* [Task details]:
The lines to be set down run from the line containing "ceiling fan motor" through the final line of the data below; print them exactly and print nothing else.

※ ※ ※

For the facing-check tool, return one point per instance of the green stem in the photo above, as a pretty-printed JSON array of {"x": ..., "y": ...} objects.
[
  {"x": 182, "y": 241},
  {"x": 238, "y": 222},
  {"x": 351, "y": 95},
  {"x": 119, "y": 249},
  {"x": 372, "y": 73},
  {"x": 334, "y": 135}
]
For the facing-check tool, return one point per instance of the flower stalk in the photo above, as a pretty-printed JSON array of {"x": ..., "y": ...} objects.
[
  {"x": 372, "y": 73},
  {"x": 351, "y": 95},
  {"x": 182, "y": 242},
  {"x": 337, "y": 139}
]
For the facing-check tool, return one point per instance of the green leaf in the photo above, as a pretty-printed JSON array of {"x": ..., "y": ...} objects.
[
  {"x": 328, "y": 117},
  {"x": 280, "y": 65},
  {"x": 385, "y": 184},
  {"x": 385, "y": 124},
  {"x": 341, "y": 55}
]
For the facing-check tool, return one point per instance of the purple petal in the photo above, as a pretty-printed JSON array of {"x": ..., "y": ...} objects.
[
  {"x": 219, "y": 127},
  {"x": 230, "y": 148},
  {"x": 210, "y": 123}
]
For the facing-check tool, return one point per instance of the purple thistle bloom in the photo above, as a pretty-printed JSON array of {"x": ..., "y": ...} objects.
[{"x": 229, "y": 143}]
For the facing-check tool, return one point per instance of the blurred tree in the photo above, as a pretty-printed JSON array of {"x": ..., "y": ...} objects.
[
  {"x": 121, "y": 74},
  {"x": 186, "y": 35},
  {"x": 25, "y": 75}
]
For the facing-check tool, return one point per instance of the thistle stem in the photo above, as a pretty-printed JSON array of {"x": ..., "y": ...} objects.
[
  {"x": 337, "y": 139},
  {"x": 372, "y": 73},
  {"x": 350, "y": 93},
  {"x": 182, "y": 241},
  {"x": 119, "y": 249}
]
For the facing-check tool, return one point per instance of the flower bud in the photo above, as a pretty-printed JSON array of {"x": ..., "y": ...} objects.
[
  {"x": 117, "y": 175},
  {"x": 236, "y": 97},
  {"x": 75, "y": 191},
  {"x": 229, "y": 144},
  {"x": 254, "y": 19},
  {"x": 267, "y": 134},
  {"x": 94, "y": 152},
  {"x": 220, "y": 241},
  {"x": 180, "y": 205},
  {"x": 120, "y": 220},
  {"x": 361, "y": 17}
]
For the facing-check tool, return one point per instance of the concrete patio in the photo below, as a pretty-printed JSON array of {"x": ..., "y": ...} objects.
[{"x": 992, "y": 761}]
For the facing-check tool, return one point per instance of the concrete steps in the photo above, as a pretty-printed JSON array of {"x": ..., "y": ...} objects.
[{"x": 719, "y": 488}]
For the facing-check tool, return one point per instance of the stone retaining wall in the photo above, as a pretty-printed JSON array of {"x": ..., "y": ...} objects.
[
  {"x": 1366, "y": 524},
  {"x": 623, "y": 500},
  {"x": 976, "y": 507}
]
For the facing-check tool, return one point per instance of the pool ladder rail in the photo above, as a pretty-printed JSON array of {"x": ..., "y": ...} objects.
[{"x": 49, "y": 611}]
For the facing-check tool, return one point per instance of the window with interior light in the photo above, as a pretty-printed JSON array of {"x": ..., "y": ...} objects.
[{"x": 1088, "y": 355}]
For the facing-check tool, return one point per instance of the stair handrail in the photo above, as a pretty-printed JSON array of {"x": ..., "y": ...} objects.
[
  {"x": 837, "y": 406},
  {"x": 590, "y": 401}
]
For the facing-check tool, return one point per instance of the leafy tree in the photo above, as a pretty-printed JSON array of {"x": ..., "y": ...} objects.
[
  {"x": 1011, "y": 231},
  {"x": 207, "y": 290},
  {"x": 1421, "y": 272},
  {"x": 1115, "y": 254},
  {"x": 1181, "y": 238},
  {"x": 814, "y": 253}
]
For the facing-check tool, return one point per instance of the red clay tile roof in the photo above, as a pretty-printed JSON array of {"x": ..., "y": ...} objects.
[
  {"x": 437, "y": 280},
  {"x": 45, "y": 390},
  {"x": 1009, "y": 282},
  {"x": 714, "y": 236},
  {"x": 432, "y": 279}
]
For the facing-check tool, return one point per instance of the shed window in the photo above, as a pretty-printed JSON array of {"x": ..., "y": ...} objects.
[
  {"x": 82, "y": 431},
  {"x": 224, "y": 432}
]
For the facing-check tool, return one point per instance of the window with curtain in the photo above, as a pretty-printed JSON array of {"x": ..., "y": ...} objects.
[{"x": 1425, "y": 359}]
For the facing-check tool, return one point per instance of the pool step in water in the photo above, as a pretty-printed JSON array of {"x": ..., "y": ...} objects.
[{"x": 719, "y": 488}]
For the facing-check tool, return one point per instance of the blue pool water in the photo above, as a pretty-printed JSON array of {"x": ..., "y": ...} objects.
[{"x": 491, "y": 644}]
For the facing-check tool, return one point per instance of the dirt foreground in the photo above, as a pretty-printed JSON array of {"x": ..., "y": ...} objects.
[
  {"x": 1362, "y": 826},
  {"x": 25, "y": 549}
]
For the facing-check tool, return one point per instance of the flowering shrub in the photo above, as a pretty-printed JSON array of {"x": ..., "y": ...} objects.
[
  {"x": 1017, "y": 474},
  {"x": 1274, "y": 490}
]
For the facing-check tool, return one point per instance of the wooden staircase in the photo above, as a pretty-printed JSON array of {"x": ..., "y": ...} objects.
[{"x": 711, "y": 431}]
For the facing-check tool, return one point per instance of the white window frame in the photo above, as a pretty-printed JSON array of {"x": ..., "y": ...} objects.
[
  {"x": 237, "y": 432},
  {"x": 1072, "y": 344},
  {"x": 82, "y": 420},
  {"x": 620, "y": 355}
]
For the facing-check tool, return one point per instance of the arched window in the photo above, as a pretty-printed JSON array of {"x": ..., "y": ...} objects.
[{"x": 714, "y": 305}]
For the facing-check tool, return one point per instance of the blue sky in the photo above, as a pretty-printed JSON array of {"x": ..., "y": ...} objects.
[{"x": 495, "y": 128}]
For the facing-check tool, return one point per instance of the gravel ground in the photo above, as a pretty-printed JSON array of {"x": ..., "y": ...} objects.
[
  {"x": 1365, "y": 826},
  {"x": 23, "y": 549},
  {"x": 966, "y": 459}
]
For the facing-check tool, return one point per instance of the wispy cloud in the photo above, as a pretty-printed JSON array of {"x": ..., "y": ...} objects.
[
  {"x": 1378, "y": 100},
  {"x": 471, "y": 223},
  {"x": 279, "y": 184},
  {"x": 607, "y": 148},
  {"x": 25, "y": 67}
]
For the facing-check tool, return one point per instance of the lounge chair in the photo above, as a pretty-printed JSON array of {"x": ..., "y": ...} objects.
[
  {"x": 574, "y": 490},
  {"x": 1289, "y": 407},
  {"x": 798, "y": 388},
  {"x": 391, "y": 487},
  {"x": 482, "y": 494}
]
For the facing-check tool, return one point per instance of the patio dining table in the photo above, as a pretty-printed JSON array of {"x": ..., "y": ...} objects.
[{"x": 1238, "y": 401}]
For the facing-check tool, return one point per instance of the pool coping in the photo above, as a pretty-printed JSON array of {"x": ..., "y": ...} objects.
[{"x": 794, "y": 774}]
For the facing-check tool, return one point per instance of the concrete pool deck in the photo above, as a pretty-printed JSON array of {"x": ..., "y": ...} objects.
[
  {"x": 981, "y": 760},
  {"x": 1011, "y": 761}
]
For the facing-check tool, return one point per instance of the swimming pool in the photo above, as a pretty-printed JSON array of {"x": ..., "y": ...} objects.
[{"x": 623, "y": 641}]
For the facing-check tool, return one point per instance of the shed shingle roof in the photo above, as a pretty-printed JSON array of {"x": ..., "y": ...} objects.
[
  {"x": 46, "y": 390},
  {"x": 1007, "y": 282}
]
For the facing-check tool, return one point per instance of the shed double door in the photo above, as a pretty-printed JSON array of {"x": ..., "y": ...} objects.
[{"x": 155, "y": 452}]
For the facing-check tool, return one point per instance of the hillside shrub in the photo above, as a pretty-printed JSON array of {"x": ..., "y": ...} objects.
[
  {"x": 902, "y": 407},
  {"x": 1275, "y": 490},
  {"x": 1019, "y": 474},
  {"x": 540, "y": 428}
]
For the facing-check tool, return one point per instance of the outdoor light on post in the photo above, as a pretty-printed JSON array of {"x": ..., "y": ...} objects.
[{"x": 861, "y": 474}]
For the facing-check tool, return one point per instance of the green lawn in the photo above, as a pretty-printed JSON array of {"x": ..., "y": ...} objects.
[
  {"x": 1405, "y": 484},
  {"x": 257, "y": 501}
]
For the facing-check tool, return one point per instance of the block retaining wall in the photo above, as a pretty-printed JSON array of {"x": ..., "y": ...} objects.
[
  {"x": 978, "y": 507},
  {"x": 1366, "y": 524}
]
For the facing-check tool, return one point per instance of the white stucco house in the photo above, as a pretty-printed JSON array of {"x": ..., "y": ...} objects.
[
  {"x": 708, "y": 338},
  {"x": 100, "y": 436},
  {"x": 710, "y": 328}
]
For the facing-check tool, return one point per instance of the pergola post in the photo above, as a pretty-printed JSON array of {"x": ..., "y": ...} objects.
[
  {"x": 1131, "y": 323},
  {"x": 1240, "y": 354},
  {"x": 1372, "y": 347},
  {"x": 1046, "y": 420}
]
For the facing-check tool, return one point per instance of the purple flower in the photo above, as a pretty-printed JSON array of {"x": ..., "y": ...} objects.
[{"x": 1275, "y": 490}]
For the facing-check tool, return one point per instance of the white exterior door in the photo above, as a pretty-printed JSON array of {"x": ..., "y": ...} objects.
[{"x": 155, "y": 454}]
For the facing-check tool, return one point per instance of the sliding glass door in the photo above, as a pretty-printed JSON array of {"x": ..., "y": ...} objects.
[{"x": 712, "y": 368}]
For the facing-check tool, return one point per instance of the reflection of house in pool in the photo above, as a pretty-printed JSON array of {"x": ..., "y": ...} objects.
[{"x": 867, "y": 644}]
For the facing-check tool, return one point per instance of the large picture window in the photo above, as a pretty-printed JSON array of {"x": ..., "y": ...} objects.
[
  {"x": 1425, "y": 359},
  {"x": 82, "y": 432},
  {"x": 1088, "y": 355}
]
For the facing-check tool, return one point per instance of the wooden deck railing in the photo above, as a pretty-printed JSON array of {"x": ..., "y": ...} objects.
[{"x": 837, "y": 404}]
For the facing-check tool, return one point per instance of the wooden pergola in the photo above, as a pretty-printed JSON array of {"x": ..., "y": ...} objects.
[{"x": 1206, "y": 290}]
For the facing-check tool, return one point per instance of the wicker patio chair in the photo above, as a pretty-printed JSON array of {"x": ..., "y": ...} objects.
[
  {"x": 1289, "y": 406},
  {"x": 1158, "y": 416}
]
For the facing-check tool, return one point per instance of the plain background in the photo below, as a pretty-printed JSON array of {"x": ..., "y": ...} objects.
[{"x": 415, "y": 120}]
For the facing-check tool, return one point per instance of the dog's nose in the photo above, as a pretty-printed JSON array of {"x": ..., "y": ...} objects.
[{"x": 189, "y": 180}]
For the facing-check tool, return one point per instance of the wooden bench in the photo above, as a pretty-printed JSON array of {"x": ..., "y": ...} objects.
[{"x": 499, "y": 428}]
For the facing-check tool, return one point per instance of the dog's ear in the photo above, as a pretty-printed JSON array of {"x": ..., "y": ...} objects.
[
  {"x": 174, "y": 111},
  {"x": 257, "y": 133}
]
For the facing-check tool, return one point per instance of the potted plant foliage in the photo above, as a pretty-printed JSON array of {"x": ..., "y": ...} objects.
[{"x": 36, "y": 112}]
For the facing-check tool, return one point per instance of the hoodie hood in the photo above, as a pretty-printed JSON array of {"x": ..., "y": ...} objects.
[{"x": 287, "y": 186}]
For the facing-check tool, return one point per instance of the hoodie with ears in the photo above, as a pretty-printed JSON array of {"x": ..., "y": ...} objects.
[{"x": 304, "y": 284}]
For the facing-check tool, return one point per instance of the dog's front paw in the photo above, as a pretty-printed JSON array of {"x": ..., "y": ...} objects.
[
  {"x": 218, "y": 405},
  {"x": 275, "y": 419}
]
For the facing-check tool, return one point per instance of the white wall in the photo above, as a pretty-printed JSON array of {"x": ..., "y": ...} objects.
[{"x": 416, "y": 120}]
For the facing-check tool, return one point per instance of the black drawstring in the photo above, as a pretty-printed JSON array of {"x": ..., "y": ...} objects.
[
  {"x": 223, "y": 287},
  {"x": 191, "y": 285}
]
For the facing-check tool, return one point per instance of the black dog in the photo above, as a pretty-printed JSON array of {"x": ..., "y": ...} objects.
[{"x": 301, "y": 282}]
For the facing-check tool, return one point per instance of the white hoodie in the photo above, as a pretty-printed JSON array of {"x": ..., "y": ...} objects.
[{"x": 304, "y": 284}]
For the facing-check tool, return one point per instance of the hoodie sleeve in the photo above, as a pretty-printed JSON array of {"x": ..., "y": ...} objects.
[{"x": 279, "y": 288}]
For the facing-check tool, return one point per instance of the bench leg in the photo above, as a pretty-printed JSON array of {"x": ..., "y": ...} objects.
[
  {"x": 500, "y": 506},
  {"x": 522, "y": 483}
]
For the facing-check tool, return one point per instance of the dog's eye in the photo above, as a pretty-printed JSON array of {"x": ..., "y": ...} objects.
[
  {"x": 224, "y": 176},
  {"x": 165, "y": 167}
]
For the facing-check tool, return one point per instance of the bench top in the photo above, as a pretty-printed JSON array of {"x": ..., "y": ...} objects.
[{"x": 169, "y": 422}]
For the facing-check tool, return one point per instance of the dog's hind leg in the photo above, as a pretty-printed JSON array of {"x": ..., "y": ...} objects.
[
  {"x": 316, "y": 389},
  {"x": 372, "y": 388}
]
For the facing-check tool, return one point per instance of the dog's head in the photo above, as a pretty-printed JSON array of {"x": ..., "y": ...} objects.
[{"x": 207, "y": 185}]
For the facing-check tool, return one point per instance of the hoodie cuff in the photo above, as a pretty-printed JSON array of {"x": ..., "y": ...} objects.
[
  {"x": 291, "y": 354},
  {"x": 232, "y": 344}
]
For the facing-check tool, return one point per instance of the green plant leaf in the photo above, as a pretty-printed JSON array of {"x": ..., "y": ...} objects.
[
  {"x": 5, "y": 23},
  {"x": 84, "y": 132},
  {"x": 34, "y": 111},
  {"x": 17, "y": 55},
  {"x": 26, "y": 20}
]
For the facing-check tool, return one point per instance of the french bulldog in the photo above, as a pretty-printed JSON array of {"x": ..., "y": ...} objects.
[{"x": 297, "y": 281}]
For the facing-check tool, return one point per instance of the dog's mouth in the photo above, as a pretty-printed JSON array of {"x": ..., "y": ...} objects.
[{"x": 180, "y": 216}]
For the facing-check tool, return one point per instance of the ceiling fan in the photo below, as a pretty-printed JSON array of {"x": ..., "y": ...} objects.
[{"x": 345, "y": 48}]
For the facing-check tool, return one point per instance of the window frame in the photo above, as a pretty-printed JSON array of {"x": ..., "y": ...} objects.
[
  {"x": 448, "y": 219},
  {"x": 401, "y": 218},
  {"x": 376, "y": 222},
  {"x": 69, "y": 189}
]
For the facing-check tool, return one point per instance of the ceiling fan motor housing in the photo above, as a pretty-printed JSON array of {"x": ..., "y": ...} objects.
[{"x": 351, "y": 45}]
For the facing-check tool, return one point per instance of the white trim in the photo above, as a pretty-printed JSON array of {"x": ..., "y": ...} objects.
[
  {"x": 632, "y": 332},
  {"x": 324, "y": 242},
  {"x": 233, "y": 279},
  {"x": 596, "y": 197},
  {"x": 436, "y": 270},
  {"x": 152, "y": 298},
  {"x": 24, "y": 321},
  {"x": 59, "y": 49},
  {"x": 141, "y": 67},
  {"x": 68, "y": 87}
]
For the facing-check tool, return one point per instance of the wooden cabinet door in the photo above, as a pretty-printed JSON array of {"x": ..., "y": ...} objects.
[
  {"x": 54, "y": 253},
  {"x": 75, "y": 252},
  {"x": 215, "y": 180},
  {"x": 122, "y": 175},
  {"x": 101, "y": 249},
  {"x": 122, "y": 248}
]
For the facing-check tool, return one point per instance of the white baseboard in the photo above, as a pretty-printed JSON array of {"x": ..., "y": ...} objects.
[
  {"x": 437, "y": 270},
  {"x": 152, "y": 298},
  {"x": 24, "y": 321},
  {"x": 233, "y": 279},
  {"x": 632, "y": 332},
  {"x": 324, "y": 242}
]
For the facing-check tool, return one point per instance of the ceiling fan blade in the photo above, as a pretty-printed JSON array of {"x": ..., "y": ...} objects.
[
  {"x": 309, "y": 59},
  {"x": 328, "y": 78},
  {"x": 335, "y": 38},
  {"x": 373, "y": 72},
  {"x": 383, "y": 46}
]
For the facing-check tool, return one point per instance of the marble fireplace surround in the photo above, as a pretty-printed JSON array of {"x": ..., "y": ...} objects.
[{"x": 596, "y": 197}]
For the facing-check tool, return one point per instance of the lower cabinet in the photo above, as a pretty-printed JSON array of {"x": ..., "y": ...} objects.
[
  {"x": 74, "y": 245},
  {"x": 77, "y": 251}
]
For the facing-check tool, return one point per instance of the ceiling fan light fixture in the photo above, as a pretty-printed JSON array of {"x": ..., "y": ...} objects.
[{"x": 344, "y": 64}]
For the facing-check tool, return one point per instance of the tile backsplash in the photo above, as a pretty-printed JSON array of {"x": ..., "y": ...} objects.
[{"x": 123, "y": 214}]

※ ※ ※

* [Answer to the task]:
For the facing-check tool, return one point per instance of the ceiling fan motor housing in the photo above, as a pretty-printed JSON array of {"x": ..., "y": ...} objects.
[{"x": 351, "y": 45}]
For the facing-check tool, return one point per instance of the white trim in the photo above, as a pretty-printed JSON array of {"x": ..., "y": ...} objects.
[
  {"x": 632, "y": 332},
  {"x": 324, "y": 242},
  {"x": 233, "y": 279},
  {"x": 596, "y": 197},
  {"x": 436, "y": 270},
  {"x": 152, "y": 298},
  {"x": 24, "y": 321},
  {"x": 59, "y": 49},
  {"x": 141, "y": 67},
  {"x": 68, "y": 87}
]
For the facing-check tool, return one point per instance of the wooden cabinet door in the photo above, as a pretty-printed JSON array of {"x": ..., "y": ...} objects.
[
  {"x": 54, "y": 253},
  {"x": 75, "y": 252},
  {"x": 215, "y": 180},
  {"x": 122, "y": 175},
  {"x": 101, "y": 249},
  {"x": 122, "y": 248}
]
For the facing-check tool, return one point per instance of the white baseboard in the photo above, as a pretty-printed JSON array of {"x": ..., "y": ...} objects.
[
  {"x": 437, "y": 270},
  {"x": 152, "y": 298},
  {"x": 24, "y": 321},
  {"x": 233, "y": 279},
  {"x": 632, "y": 332},
  {"x": 324, "y": 242}
]
For the facing-check tool, return one point per instance of the ceiling fan blade in the photo above, as a pretty-printed JSON array of {"x": ..., "y": ...} objects.
[
  {"x": 309, "y": 59},
  {"x": 328, "y": 78},
  {"x": 335, "y": 38},
  {"x": 373, "y": 72},
  {"x": 383, "y": 46}
]
For the facing-check tool, return one point per instance of the marble fireplace surround in the photo above, as a pretty-printed JSON array of {"x": ..., "y": ...} objects.
[{"x": 596, "y": 197}]
For the facing-check tool, return one point per instance of the lower cabinet in the photo above, as a pretty-printed JSON array of {"x": ..., "y": ...} objects.
[
  {"x": 74, "y": 245},
  {"x": 77, "y": 251}
]
For the facing-check tool, return one point per instance of the ceiling fan light fixture in the photo above, as a pretty-printed JSON array of {"x": ..., "y": ...} objects.
[{"x": 344, "y": 64}]
For the facing-check tool, return one point per instance of the tile backsplash in the photo above, as a pretty-printed JSON array of {"x": ..., "y": ...} objects.
[{"x": 123, "y": 214}]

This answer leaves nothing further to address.